Excerpts from point annotation data

%%

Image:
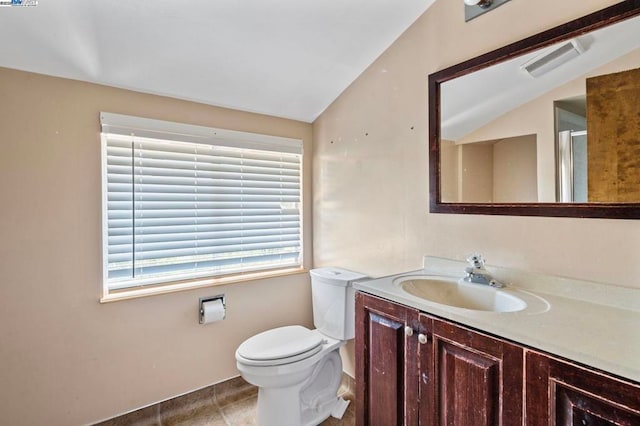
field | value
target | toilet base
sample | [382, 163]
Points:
[308, 402]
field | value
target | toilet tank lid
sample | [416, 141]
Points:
[340, 276]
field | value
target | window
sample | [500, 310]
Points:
[182, 202]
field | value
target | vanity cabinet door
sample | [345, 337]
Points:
[386, 363]
[561, 393]
[474, 379]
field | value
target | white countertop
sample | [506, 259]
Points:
[594, 324]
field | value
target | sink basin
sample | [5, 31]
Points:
[460, 294]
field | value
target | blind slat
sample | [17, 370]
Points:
[176, 210]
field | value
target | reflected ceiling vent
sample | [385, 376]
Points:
[553, 58]
[475, 8]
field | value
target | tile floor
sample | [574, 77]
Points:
[232, 403]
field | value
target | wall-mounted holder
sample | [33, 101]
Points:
[212, 309]
[475, 8]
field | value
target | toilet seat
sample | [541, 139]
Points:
[281, 345]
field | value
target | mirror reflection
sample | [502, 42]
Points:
[561, 124]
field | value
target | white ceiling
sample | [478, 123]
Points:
[476, 99]
[286, 58]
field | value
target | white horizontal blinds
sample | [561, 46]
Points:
[178, 210]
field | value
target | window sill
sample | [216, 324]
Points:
[153, 290]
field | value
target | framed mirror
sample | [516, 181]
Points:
[546, 126]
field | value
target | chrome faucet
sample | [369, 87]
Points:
[477, 274]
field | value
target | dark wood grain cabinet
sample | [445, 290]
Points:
[386, 362]
[562, 393]
[473, 379]
[416, 369]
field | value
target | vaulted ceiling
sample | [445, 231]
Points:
[286, 58]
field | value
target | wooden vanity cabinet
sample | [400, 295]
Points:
[415, 369]
[386, 363]
[561, 393]
[432, 372]
[473, 379]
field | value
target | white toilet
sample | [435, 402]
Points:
[298, 371]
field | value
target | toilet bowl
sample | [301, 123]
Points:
[297, 370]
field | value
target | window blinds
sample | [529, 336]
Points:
[206, 207]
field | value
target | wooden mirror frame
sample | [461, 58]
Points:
[577, 27]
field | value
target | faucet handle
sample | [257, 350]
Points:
[476, 260]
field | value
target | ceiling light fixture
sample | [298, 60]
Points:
[475, 8]
[480, 3]
[553, 58]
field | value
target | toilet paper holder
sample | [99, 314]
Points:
[203, 300]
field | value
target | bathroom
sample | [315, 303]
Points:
[68, 359]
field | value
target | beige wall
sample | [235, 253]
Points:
[65, 359]
[514, 170]
[476, 172]
[371, 192]
[449, 179]
[537, 117]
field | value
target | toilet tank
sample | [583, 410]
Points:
[333, 298]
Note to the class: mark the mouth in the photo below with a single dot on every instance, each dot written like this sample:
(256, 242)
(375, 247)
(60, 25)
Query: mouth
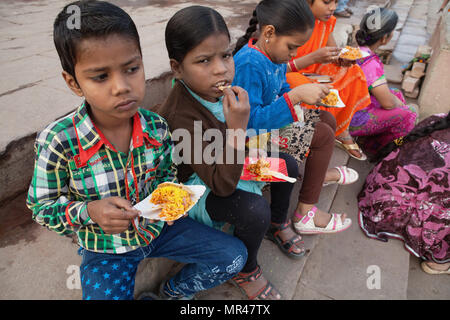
(222, 85)
(126, 105)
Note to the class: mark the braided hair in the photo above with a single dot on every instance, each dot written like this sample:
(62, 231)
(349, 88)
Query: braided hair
(287, 16)
(375, 24)
(417, 133)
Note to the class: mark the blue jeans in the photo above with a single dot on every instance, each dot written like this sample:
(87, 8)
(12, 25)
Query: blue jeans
(342, 5)
(211, 257)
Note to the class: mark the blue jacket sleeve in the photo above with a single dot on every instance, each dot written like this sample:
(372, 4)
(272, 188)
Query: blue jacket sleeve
(275, 115)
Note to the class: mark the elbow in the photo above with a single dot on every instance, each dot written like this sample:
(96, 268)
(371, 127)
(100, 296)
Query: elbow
(388, 104)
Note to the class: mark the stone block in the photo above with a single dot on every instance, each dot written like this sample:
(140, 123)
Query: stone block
(414, 94)
(418, 69)
(409, 84)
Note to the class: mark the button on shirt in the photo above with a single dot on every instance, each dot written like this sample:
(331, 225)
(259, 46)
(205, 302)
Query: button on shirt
(75, 164)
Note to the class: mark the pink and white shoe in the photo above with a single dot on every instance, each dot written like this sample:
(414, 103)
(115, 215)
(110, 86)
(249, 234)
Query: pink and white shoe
(306, 224)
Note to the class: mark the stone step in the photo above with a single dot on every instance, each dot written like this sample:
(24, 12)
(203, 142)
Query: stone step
(283, 272)
(341, 265)
(414, 32)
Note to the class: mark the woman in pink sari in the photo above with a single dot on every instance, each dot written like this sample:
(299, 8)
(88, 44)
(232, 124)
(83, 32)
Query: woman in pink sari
(387, 117)
(407, 194)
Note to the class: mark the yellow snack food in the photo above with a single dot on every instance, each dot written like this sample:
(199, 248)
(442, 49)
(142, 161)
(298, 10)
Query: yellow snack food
(351, 54)
(331, 99)
(259, 167)
(173, 199)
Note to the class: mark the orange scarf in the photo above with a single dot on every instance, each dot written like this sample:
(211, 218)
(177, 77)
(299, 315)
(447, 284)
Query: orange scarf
(349, 81)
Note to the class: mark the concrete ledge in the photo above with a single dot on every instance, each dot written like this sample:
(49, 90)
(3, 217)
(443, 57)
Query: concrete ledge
(434, 95)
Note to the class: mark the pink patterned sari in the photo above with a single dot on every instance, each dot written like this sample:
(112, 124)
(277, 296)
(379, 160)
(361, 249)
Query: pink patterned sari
(407, 196)
(380, 125)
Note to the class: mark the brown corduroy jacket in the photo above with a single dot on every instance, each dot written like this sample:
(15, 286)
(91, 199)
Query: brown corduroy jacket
(182, 111)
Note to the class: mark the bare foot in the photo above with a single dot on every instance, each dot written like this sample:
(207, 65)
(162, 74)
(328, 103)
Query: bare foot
(258, 287)
(346, 138)
(288, 234)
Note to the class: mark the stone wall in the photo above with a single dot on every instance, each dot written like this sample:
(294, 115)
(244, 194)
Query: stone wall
(435, 93)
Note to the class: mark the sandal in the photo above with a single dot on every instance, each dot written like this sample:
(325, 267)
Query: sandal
(348, 147)
(263, 294)
(348, 176)
(287, 246)
(430, 270)
(306, 224)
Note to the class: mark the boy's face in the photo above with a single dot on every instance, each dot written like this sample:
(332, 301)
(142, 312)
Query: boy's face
(323, 9)
(206, 67)
(110, 76)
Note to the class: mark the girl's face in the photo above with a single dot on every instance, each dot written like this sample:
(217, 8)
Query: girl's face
(283, 48)
(206, 67)
(110, 76)
(323, 9)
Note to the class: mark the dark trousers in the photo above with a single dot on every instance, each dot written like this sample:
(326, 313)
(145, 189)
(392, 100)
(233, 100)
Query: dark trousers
(316, 164)
(251, 214)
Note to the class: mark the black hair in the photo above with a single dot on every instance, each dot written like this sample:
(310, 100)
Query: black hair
(97, 19)
(287, 16)
(415, 134)
(189, 27)
(375, 24)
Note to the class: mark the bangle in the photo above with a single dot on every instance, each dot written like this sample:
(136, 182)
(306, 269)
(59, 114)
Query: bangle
(293, 66)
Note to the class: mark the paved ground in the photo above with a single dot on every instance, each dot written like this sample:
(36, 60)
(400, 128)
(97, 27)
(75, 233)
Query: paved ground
(38, 264)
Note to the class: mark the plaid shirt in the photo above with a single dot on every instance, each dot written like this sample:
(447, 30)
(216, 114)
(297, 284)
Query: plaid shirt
(75, 164)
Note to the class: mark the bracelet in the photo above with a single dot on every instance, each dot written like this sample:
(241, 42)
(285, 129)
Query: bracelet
(293, 66)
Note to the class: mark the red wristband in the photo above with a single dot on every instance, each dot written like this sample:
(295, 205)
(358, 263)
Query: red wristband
(293, 66)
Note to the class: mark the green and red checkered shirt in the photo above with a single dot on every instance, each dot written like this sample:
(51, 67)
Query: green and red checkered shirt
(75, 164)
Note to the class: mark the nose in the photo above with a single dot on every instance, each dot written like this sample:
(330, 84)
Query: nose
(120, 85)
(220, 67)
(333, 5)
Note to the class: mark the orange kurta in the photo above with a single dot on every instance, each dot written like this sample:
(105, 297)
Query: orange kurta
(349, 81)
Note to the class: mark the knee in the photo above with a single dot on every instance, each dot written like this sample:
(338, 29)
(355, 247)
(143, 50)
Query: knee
(323, 134)
(328, 119)
(235, 257)
(291, 165)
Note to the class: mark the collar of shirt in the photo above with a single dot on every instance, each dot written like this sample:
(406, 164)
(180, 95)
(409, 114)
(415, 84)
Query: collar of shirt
(90, 139)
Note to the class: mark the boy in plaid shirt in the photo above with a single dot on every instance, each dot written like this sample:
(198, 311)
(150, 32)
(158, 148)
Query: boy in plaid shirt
(94, 164)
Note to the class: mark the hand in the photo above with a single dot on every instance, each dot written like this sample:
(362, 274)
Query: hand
(310, 93)
(169, 223)
(112, 214)
(257, 153)
(236, 111)
(345, 62)
(326, 55)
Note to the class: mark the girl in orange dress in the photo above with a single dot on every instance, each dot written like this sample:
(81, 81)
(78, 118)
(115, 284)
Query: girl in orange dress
(320, 56)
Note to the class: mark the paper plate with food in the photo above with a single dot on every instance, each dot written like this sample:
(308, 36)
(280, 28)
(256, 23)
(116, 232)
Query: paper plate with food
(332, 100)
(170, 201)
(266, 170)
(351, 53)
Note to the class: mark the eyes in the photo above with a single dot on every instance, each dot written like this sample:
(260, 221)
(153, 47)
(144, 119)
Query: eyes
(206, 60)
(104, 76)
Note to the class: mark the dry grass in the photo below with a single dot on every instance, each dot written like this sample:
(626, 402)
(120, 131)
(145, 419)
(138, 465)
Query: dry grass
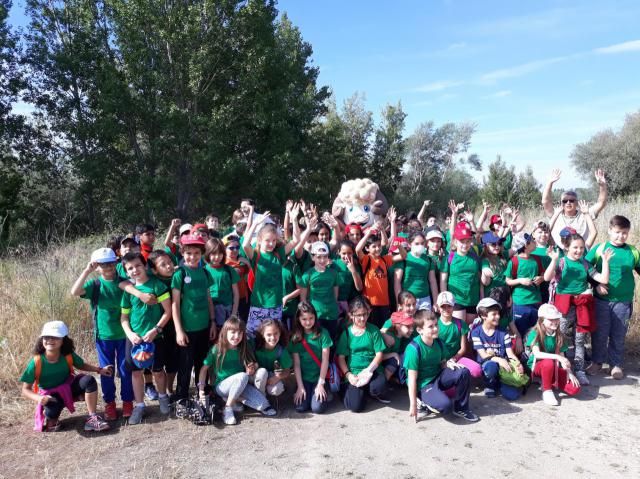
(36, 290)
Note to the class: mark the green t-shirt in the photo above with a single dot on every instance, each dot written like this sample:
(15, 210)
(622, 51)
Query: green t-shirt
(321, 291)
(428, 362)
(144, 317)
(194, 284)
(360, 350)
(573, 279)
(267, 289)
(450, 334)
(223, 279)
(51, 374)
(266, 358)
(231, 364)
(527, 268)
(549, 345)
(108, 317)
(464, 279)
(621, 281)
(310, 369)
(416, 275)
(499, 268)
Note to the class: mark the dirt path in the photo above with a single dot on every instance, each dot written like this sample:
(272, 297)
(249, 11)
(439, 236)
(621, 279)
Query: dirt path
(595, 435)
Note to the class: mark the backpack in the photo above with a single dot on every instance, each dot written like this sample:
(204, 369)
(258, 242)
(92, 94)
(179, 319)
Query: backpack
(251, 277)
(37, 359)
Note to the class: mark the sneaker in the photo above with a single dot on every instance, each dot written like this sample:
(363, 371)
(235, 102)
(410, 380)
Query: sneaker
(164, 404)
(136, 415)
(617, 372)
(127, 408)
(96, 423)
(228, 417)
(110, 411)
(150, 392)
(549, 398)
(582, 377)
(269, 412)
(467, 415)
(383, 399)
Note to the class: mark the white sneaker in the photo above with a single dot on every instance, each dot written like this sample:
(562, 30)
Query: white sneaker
(617, 372)
(582, 377)
(549, 398)
(228, 417)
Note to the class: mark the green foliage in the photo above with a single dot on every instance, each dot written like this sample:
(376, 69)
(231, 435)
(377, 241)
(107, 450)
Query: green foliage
(617, 153)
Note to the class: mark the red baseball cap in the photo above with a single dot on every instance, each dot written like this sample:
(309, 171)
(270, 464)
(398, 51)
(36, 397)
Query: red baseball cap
(462, 231)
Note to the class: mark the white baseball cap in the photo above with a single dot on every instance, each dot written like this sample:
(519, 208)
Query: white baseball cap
(57, 329)
(549, 311)
(319, 247)
(446, 297)
(103, 255)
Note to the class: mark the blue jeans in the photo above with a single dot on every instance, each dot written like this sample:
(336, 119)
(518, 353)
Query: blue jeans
(608, 339)
(310, 401)
(525, 316)
(112, 352)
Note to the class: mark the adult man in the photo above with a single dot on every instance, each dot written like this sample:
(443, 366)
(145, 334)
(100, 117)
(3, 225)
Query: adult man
(571, 216)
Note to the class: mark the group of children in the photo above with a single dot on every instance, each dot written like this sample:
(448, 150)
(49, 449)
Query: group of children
(347, 312)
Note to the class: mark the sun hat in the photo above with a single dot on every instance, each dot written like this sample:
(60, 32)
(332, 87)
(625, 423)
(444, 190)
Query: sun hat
(103, 255)
(549, 311)
(446, 297)
(142, 355)
(56, 329)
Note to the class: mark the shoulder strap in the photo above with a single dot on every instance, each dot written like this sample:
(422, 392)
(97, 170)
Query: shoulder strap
(306, 346)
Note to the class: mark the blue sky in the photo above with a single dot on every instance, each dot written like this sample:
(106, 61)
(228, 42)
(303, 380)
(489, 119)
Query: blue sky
(536, 77)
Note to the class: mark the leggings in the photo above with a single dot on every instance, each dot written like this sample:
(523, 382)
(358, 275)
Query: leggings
(82, 384)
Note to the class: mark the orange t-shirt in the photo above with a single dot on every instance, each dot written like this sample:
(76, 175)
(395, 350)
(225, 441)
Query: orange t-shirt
(376, 281)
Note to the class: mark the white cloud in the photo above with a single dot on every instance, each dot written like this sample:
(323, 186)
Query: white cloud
(631, 46)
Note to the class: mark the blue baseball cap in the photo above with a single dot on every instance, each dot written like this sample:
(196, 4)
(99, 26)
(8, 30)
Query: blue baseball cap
(143, 354)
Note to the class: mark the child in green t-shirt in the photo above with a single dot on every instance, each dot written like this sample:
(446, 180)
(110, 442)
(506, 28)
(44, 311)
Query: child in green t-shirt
(547, 356)
(231, 364)
(273, 357)
(430, 374)
(144, 323)
(310, 347)
(193, 312)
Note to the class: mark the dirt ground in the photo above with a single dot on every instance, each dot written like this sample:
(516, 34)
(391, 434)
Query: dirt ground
(594, 435)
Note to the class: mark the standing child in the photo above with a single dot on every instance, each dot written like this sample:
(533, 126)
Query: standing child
(360, 350)
(224, 290)
(310, 346)
(105, 296)
(547, 359)
(573, 295)
(144, 323)
(428, 379)
(493, 347)
(50, 382)
(320, 284)
(232, 364)
(193, 312)
(614, 303)
(273, 357)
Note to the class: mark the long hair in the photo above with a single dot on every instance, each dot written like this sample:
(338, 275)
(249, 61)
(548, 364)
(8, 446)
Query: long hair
(297, 331)
(222, 346)
(67, 346)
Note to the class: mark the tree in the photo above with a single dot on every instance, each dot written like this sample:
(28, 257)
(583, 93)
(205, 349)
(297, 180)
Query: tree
(617, 153)
(389, 149)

%%

What you are asked to do
Output only the lines running from the line with "Note to the class: mark the orange t-shirt" through the final line of the data, inclusive.

Written answer
Note to the class: mark the orange t-shirt in the photo above with a single dot on every instance, each dot written like this sample:
(76, 175)
(395, 350)
(225, 441)
Query: orange t-shirt
(376, 281)
Note to the class: mark the white cloud in the photo above with a single dot on every instance, each dot written like this sample:
(323, 186)
Query: white cloud
(631, 46)
Note to the class: mark the blue baseball cap in the photo above with a single dot on every instance, each dot written like this sample:
(196, 4)
(99, 26)
(8, 30)
Query: blue baseball cap
(143, 354)
Note to the class: mark the child in green t-shirt in the photo above with a single dot on every instance, each dot written like this sample:
(446, 180)
(110, 442)
(506, 28)
(44, 311)
Query: child in green t-shirt
(547, 356)
(231, 364)
(273, 357)
(430, 374)
(144, 323)
(310, 347)
(193, 312)
Note to the class: mark the dirt ground in the photo above with a single dot on every instance, each dot written like this sample:
(516, 34)
(391, 434)
Query: dirt ground
(594, 435)
Note to the class: mark the standing child in the photo above with a single dot on every instance, each dot written like this sample:
(533, 126)
Query: standing child
(360, 350)
(224, 290)
(310, 346)
(105, 296)
(547, 359)
(573, 295)
(144, 323)
(428, 379)
(493, 347)
(50, 382)
(320, 284)
(232, 364)
(193, 312)
(614, 303)
(273, 357)
Note to the class: mark the long hair in the photo above with a single dot on every instance, each dot written like this sample:
(338, 275)
(249, 61)
(548, 364)
(8, 446)
Query: long hair
(297, 331)
(222, 346)
(67, 346)
Note to the class: mark the tree in the photo above with a single dot on every instance, each dot written like this sample:
(28, 257)
(583, 93)
(205, 349)
(297, 180)
Query: tree
(617, 153)
(389, 149)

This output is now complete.